*STUDY QUESTIONS:*
[1] Do the following statements agree with the passage below on Georgetown football's options? For each, answer yes or no and quote the words from the passage that decide it. (a) Joining the Pioneer League would require Georgetown to drop all of its packaged aid to athletes. (b) By 2013, five independents are scheduled to remain in the subdivision. (c) Georgetown competed as an independent in 2000.
[2] Write the next part of the passage below on Georgetown football's options, picking up after its last sentence.

#### TEXT SHOWN

3. Join The Pioneer Football League. There is a league of schools with no financial aid whatsoever, the far-flung Pioneer League. Think of it as the MAAC with lots of frequent flyer miles. To join the PFL, Georgetown would have to drop all of its packaged aid to athletes and fly to games with such schools as San Diego, Jacksonville, Drake, and Butler. Outside Marist or Davidson , none would draw any interest from recruits or fans, and Georgetown football would further lapse into irrelevancy with a schedule of teams like Morehead State, Stetson, or Mercer. Because these schools are often in remote areas vis a vis the rest of the subdivision, the PFL is more a scheduling arrangement than a true conference, and it’s something Georgetown would do well to avoid as a long term home for its program.
4. Play as an Division I Independent. An independent plays by its own rules on scholarships, on admissions, on scheduling, but at a price. When Georgetown played as a Division III independent, there were over 100 non-scholarship schools in the East to schedule. As late as 2000, the year Georgetown competed as an independent in the transition year to the PL, Division I-AA could offer as many as 30 non-scholarship teams in the East for GU to fill its schedule. By 2013, there will be just two eastern non-scholarship teams outside the Ivy League, and both of them will be in conference play by late October, leaving Georgetown to fill its November schedules with schools below Division I or needing to travel across the country to play one-off games with North Dakota State or Southeast Missouri, looking for an easy win. In fact, by 2013 there are scheduled to be no other independents in the subdivision, as the current five all have conference ties by then. If Georgetown doesn’t mind playing the minimum six I-AA games and filling up the rest of the slate with schools like Lock Haven, Ursinus or Gallaudet, future coaches and recruits will inevitably see the program as having no direction or purpose and a steep decline will follow.

########
#### DATA BELOW

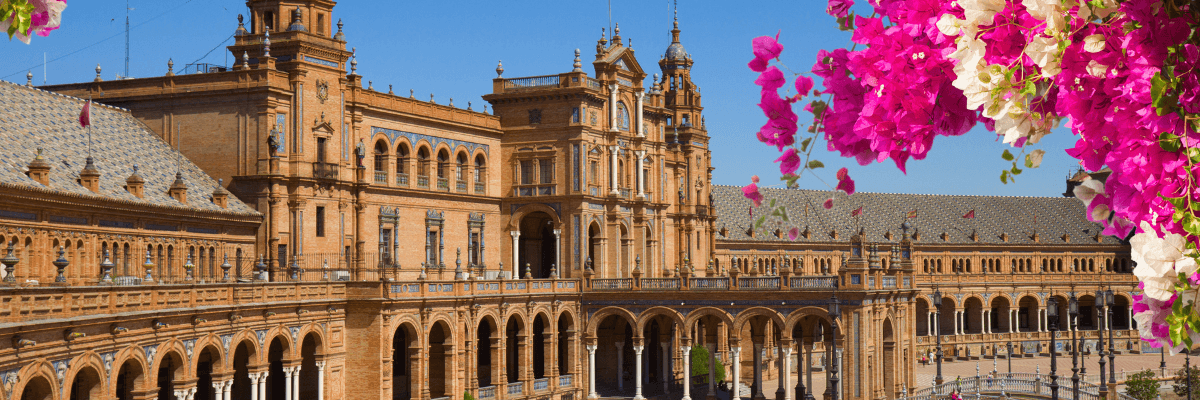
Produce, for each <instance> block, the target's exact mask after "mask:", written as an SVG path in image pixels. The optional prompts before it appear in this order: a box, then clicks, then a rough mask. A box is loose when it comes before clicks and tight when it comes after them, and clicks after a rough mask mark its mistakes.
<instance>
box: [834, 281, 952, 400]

########

*TASK-BY-TASK RESULTS:*
[1]
(a) Yes: "To join the PFL, Georgetown would have to drop all of its packaged aid to athletes"
(b) No: "by 2013 there are scheduled to be no other independents in the subdivision, as the current five all have conference ties by then"
(c) Yes: "As late as 2000, the year Georgetown competed as an independent in the transition year to the PL"

[2]
A fifth option is one worth considering, however, what I call “Ivy+1”.
No, Georgetown is not going to be accepted into the Ivy League. The Ancient Eight neither expands nor contracts, and likes it that way. But the Ivy League has a problem, a big one, and one Georgetown could do well to help.
Over the years, Ivy teams have heavily relied on Patriot League schools to fill its non-conference schedules as the Ivy has moved off the national stage. At one point, over 80% of the Ivy’s 24 non-conference games during football season came from the PL; after all, it was the Ivy League that was the impetus to gather the original Patriot schools together, to serve as a competitive league that shared the same values and standards and , well, wasn’t too competitive for the Ivy schools as non-scholarship programs.
As of 2013, that all changes. The league that has mostly withdrawn from playing scholarship schools faces a quandary—the old standbys like Lehigh and Colgate are now recruiting just like Delaware or Villanova. Do the Ivies really want to get crunched by schools recruiting talent that no longer represents the Ivy model, and beats them without regard?
Dartmouth used to play the University of New Hampshire until the Wildcats went full scholarship—from 1901 to 1980, Dartmouth was 16-1-1 vs. New Hampshire. Since 1980, 1-17-1. Yale no longer plays Connecticut, Princeton long since fell off Rutgers’ calendar.
If Georgetown is to end its PL relationship, it needs lots of non-scholarship opponents, and the Ivy needs non-scholarship opponents, too. One or two Ivy games helps the Hoyas, but why not aim higher?
Submitted for approval: Georgetown University and the Ivy Group arrange a multi-year (10-15 year) agreement whereby Georgetown is an official “scheduling partner” in football without membership privileges or a place in the standings. The league, which traditionally plays ten straight games from weeks 3-12 in the season, agrees to begin play a week early and each Ivy school incorporates a game with Georgetown over the first eight weeks of the season, weeks 2-9, leaving the remaining three weeks reserved for traditional in-league rivalries like Harvard-Yale or Cornell-Penn.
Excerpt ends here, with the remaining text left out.